--- Start of Data entries ---

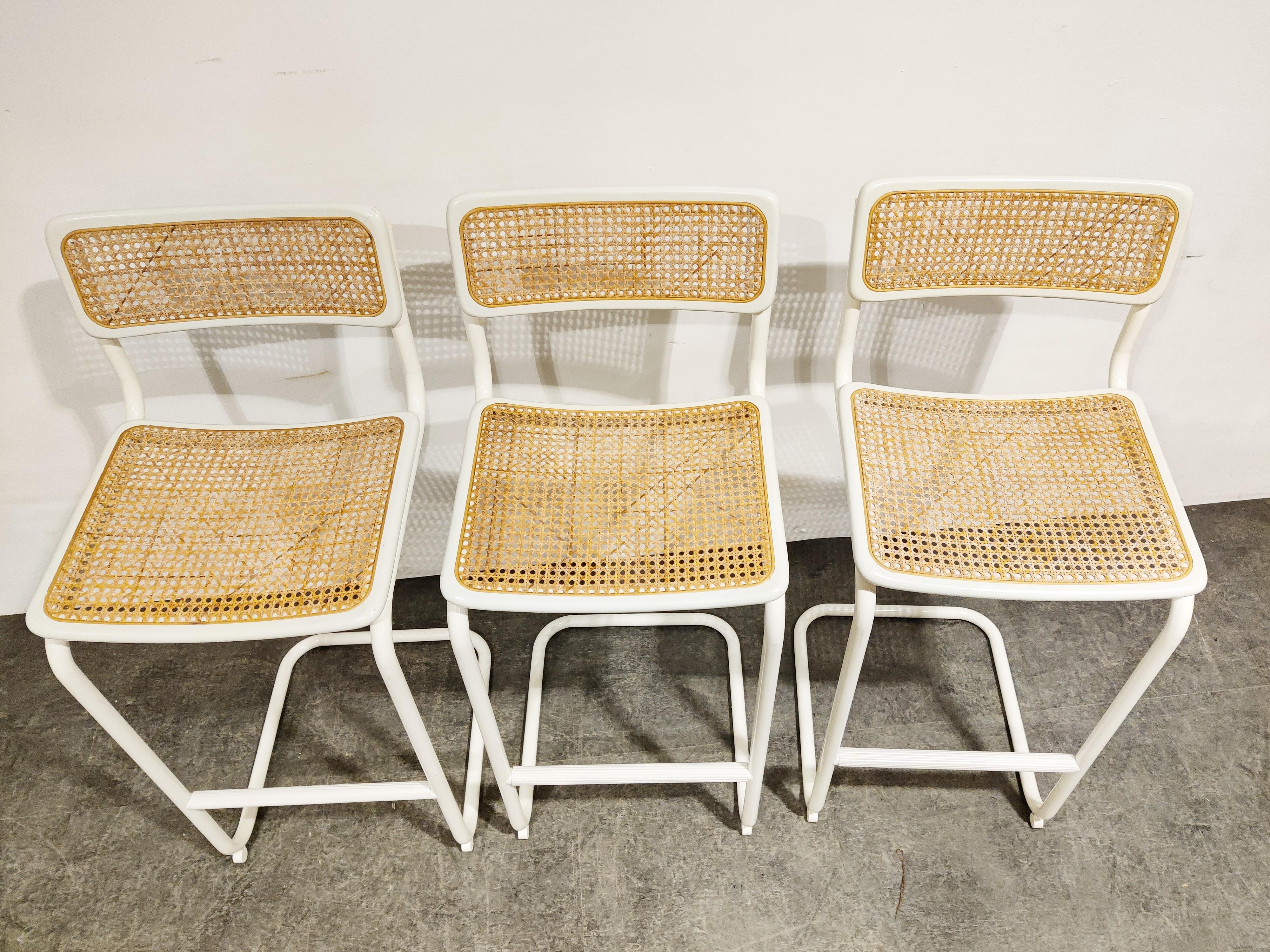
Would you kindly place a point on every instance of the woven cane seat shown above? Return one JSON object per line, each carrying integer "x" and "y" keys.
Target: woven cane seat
{"x": 1043, "y": 491}
{"x": 203, "y": 526}
{"x": 585, "y": 502}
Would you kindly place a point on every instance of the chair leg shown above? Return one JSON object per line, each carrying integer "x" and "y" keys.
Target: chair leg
{"x": 403, "y": 700}
{"x": 121, "y": 732}
{"x": 853, "y": 661}
{"x": 1160, "y": 652}
{"x": 769, "y": 672}
{"x": 483, "y": 711}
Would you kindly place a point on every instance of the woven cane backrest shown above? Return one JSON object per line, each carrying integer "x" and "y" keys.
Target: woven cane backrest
{"x": 526, "y": 252}
{"x": 1064, "y": 239}
{"x": 137, "y": 274}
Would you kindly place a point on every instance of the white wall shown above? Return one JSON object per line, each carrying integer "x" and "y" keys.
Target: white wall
{"x": 404, "y": 105}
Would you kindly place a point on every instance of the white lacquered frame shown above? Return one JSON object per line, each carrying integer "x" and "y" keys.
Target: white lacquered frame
{"x": 819, "y": 774}
{"x": 681, "y": 609}
{"x": 318, "y": 631}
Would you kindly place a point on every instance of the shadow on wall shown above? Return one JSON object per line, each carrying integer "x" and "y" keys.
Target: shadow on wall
{"x": 222, "y": 375}
{"x": 940, "y": 345}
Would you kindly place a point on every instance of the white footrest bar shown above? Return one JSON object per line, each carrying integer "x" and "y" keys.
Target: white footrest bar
{"x": 316, "y": 794}
{"x": 580, "y": 775}
{"x": 1004, "y": 761}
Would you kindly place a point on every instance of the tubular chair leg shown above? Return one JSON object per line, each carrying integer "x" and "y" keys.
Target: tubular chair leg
{"x": 538, "y": 664}
{"x": 1071, "y": 770}
{"x": 391, "y": 670}
{"x": 483, "y": 711}
{"x": 121, "y": 732}
{"x": 86, "y": 692}
{"x": 1160, "y": 652}
{"x": 769, "y": 672}
{"x": 862, "y": 626}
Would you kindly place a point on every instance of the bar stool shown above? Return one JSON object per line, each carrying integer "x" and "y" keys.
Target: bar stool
{"x": 213, "y": 534}
{"x": 1046, "y": 498}
{"x": 642, "y": 516}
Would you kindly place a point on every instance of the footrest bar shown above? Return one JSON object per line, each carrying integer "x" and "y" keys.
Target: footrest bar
{"x": 316, "y": 794}
{"x": 1004, "y": 761}
{"x": 580, "y": 775}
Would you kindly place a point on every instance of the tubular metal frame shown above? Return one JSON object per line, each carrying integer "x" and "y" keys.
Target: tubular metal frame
{"x": 817, "y": 774}
{"x": 318, "y": 631}
{"x": 516, "y": 784}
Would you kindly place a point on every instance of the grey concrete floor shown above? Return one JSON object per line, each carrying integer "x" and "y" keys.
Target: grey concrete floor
{"x": 1163, "y": 847}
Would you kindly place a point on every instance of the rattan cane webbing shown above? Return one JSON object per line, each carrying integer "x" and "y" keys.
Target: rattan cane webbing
{"x": 1048, "y": 491}
{"x": 617, "y": 502}
{"x": 191, "y": 526}
{"x": 1022, "y": 239}
{"x": 203, "y": 271}
{"x": 614, "y": 252}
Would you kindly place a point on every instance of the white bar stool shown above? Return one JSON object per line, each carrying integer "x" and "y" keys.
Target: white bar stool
{"x": 1052, "y": 497}
{"x": 618, "y": 516}
{"x": 210, "y": 534}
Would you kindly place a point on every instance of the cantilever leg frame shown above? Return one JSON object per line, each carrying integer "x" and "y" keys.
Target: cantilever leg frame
{"x": 819, "y": 774}
{"x": 518, "y": 784}
{"x": 197, "y": 804}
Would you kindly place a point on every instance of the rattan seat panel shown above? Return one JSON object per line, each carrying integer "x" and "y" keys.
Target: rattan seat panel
{"x": 1046, "y": 491}
{"x": 201, "y": 526}
{"x": 1093, "y": 242}
{"x": 617, "y": 502}
{"x": 614, "y": 252}
{"x": 142, "y": 275}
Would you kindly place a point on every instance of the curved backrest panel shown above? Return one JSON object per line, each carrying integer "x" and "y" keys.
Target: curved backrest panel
{"x": 145, "y": 272}
{"x": 1074, "y": 238}
{"x": 695, "y": 249}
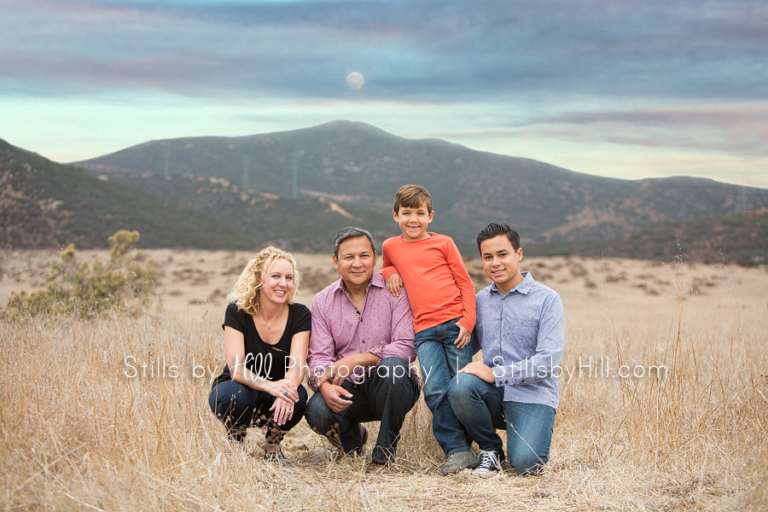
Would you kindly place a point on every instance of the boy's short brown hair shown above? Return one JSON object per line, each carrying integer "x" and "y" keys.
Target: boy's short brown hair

--- End of Data entries ---

*The exercise:*
Render the lines from the one containing "of the curved" through the final line above as a numbered list, inclusive, skipping any blank lines. Leave the pictures out of your list.

*The result:*
1. Would you kindly place a point on every instance of the curved backrest panel shown above? Return one JSON object per line, each carrying integer "x" and "y" keys.
2. Target: curved backrest panel
3. {"x": 145, "y": 272}
4. {"x": 1074, "y": 238}
5. {"x": 695, "y": 249}
6. Would you kindly place a point on every instance of the boy's short brown hair shown above? Return one JSON object per line, each carrying integer "x" and "y" keys.
7. Target: boy's short brown hair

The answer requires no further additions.